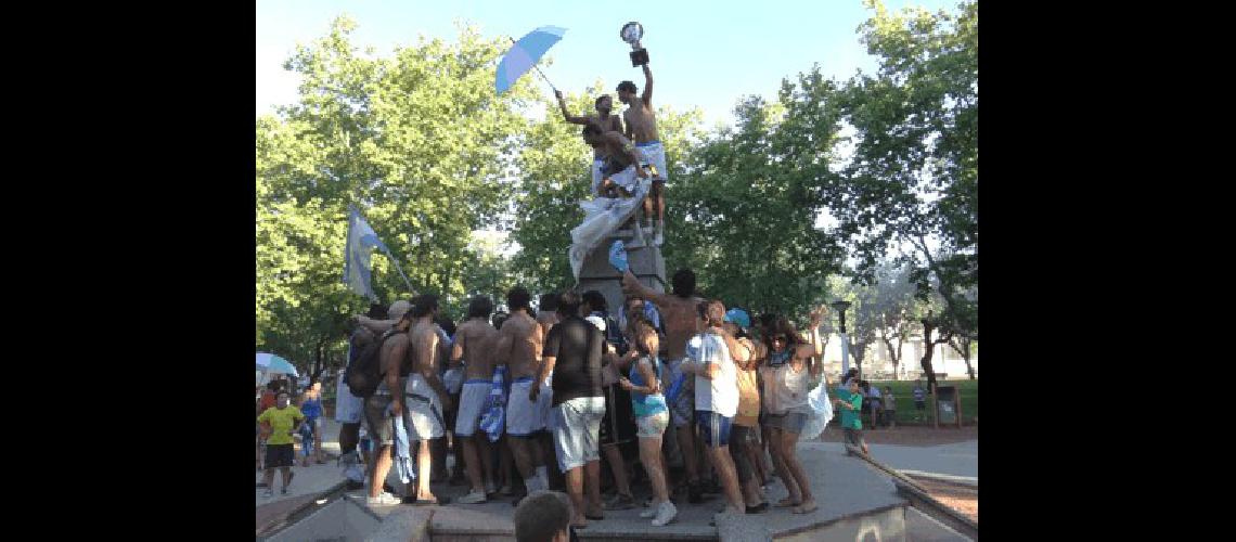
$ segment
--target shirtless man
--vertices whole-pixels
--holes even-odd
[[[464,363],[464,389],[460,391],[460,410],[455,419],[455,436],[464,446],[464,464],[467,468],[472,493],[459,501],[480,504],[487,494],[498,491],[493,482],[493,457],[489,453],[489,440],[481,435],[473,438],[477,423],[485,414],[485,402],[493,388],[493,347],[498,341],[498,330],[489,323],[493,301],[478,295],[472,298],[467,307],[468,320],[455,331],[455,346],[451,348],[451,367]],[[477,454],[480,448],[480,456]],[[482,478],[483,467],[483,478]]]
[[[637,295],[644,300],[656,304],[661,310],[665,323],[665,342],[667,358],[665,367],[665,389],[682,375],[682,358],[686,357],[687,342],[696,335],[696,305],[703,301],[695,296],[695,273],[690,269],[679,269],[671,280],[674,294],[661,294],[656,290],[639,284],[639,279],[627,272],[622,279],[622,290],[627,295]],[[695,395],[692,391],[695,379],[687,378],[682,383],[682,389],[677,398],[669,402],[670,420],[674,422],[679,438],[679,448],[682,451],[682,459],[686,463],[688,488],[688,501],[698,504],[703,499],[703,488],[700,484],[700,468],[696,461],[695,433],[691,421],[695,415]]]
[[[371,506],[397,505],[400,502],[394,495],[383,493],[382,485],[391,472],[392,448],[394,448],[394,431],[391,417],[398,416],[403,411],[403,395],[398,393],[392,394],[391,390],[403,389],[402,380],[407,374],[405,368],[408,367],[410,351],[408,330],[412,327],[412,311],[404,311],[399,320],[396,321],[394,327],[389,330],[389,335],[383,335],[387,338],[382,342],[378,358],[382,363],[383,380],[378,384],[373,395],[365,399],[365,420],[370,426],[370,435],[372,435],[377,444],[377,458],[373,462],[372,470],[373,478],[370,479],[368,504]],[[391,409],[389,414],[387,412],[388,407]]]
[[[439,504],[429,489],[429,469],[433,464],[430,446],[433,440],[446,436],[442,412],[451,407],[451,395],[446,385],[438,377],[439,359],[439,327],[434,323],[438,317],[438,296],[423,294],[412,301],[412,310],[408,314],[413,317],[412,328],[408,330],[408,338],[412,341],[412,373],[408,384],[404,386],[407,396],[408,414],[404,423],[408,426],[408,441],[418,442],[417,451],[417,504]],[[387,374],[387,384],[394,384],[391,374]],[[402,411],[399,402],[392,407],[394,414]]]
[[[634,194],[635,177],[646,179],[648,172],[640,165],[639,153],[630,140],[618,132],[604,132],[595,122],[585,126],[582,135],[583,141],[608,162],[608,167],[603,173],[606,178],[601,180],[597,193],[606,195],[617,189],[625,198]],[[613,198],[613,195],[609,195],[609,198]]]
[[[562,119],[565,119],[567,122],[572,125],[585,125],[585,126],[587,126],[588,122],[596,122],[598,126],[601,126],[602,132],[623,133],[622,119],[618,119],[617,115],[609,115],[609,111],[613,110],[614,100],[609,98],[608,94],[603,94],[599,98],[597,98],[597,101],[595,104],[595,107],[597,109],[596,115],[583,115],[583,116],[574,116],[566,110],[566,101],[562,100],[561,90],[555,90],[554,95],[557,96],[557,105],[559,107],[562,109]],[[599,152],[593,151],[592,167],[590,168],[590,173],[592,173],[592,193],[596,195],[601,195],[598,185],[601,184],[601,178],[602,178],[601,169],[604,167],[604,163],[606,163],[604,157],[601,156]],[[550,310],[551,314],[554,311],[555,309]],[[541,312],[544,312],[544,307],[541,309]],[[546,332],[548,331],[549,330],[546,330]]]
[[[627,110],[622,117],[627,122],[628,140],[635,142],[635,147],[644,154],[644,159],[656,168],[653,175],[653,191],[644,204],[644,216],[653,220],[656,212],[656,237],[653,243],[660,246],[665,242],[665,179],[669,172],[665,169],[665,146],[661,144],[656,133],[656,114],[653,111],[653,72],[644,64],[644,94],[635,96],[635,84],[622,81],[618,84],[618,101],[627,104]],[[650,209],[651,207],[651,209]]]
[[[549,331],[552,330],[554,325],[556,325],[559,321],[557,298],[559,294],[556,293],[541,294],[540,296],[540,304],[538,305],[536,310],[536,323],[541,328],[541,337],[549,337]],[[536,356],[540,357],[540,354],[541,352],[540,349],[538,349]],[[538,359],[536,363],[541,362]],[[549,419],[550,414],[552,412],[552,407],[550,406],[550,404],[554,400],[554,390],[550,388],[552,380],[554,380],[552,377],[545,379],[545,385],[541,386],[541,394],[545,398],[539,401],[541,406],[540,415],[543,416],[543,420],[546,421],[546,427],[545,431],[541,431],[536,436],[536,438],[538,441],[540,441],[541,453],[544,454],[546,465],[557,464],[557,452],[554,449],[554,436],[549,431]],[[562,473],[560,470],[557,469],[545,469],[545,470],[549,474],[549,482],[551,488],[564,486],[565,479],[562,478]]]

WORK REQUIRED
Rewrite all of the data above with "even-odd" changed to "nonzero" and everything else unchanged. Leave the pictures out of your answer.

REPLY
$ segment
--target shirtless man
--vertices whole-pixels
--holes nonzero
[[[464,363],[464,389],[460,391],[460,410],[455,419],[455,436],[464,446],[464,464],[467,468],[472,493],[459,501],[480,504],[487,494],[498,491],[493,482],[493,457],[489,453],[489,440],[481,435],[473,438],[477,423],[485,414],[485,402],[493,388],[493,347],[498,341],[498,330],[489,323],[493,301],[478,295],[472,298],[467,307],[468,320],[455,331],[455,346],[451,348],[451,367]],[[477,454],[480,448],[480,456]],[[482,478],[483,467],[483,478]]]
[[[637,295],[644,300],[656,304],[661,310],[665,323],[665,342],[667,358],[665,367],[665,389],[682,375],[682,358],[686,357],[687,342],[696,335],[696,305],[703,301],[695,296],[695,273],[690,269],[679,269],[671,280],[674,294],[661,294],[656,290],[639,284],[639,279],[627,272],[622,279],[622,290],[627,295]],[[695,395],[692,391],[695,379],[687,378],[682,383],[682,389],[677,398],[669,402],[670,420],[674,422],[679,438],[679,448],[682,451],[682,459],[686,463],[688,488],[688,501],[698,504],[703,499],[703,488],[700,484],[700,468],[696,461],[695,433],[691,421],[695,415]]]
[[[371,506],[397,505],[400,502],[394,495],[383,493],[382,485],[391,472],[392,448],[394,448],[394,431],[391,417],[398,416],[403,411],[403,395],[398,393],[392,394],[391,390],[403,389],[402,380],[407,374],[405,368],[408,367],[410,351],[408,330],[412,327],[412,311],[404,311],[399,320],[396,321],[394,327],[389,330],[389,335],[383,335],[387,338],[382,342],[378,358],[382,363],[383,380],[378,384],[373,395],[365,399],[365,420],[370,426],[370,435],[372,435],[377,444],[377,458],[373,462],[372,470],[373,478],[370,479],[368,504]],[[391,409],[389,414],[387,412],[388,407]]]
[[[439,504],[429,489],[429,469],[433,464],[430,446],[433,440],[446,436],[442,412],[451,407],[451,395],[446,385],[438,377],[439,359],[439,327],[434,323],[438,317],[438,296],[423,294],[412,301],[412,310],[408,314],[413,317],[412,328],[408,330],[408,338],[412,341],[412,373],[408,384],[404,386],[407,396],[408,414],[404,423],[408,426],[408,441],[418,442],[417,451],[417,504]],[[387,374],[387,384],[394,384],[391,374]],[[402,411],[399,402],[392,407],[394,414]]]
[[[634,194],[635,177],[646,179],[648,172],[640,165],[639,153],[630,140],[618,132],[604,132],[595,122],[585,126],[582,135],[583,141],[608,162],[608,167],[603,173],[606,178],[601,180],[597,193],[606,195],[617,189],[625,198]],[[613,198],[613,195],[609,195],[609,198]]]
[[[562,119],[565,119],[567,122],[572,125],[585,125],[585,126],[587,126],[588,122],[596,122],[598,126],[601,126],[602,132],[623,133],[622,119],[618,119],[617,115],[609,115],[609,111],[613,110],[614,100],[609,98],[608,94],[603,94],[599,98],[597,98],[597,101],[595,104],[595,107],[597,109],[596,115],[583,115],[583,116],[574,116],[566,110],[566,101],[562,100],[561,90],[555,90],[554,95],[557,96],[557,105],[559,107],[562,109]],[[599,152],[593,151],[592,167],[590,168],[590,173],[592,173],[592,193],[596,195],[601,195],[598,185],[601,184],[601,178],[602,178],[601,169],[604,167],[604,163],[606,163],[604,157],[601,156]],[[550,310],[551,314],[554,311],[555,309]],[[541,312],[544,312],[544,307],[541,309]],[[546,332],[548,331],[549,330],[546,330]]]
[[[627,110],[622,117],[627,122],[628,140],[635,142],[635,147],[644,154],[644,159],[656,168],[653,175],[653,191],[644,204],[644,216],[653,220],[656,212],[656,237],[653,243],[660,246],[665,242],[665,179],[669,172],[665,169],[665,146],[661,144],[656,133],[656,114],[653,111],[653,72],[644,64],[644,94],[635,96],[635,84],[622,81],[618,84],[618,101],[627,104]],[[650,209],[651,207],[651,209]]]
[[[549,331],[552,330],[554,325],[556,325],[559,321],[557,298],[559,294],[556,293],[541,294],[540,296],[540,304],[538,305],[536,310],[536,323],[541,328],[541,337],[549,337]],[[536,356],[540,357],[540,354],[541,352],[540,349],[538,349]],[[538,359],[536,363],[541,362]],[[549,419],[550,414],[552,412],[552,407],[550,406],[550,404],[554,400],[554,390],[550,388],[552,380],[554,380],[552,377],[545,379],[545,385],[541,386],[541,394],[545,398],[539,401],[541,406],[540,415],[543,416],[543,420],[546,421],[546,427],[545,431],[541,431],[536,436],[536,438],[538,441],[540,441],[541,453],[544,454],[546,465],[557,464],[557,452],[554,449],[554,436],[549,431]],[[562,473],[560,470],[557,469],[545,469],[545,470],[549,474],[549,482],[551,488],[564,486],[565,479],[562,478]]]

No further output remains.